Prompt
Reproduce the listing below verbatim, line for line, and leave the pictures out.
....................
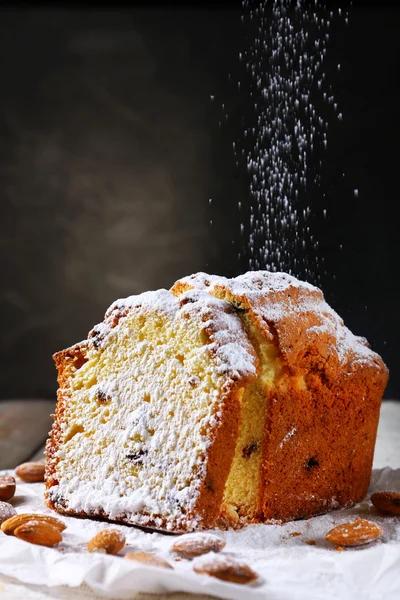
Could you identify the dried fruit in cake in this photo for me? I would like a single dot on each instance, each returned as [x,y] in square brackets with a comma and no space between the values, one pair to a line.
[221,402]
[387,501]
[355,533]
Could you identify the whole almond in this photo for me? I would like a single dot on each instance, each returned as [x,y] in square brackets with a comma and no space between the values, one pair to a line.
[388,502]
[10,525]
[355,533]
[196,544]
[7,488]
[39,533]
[30,472]
[225,568]
[6,511]
[148,558]
[109,541]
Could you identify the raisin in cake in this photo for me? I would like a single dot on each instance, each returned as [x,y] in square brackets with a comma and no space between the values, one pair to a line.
[220,402]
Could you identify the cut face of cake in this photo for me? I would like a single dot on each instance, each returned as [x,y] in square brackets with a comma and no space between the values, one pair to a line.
[148,412]
[218,403]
....................
Response to this exercise
Could you identify the dried fruit in cake in this photo for me? I would like a single dot on each instance, each returned as [x,y] in square brackets with a comma and no space between the values, one pair to a line.
[221,402]
[387,501]
[355,533]
Could you identify the whole almond in this photo for me? I would like a single dot on each instance, each returned as [x,y] in square brackets with a comma and no space between the values, one pair to a line.
[388,502]
[10,525]
[355,533]
[196,544]
[7,488]
[39,533]
[30,472]
[225,568]
[6,511]
[148,558]
[109,541]
Could you identify the raisin in cake in this photo for me? I would like a single dot on each instance, each returned as [x,y] in square brackets with a comma and no space between the values, one pair to a line.
[220,402]
Could you identify the cut face of cake in this photo for me? I would like a single dot on each instance, each returned as [x,y] in square brackets with a comma and no space between the values, one pair to a line.
[148,412]
[218,403]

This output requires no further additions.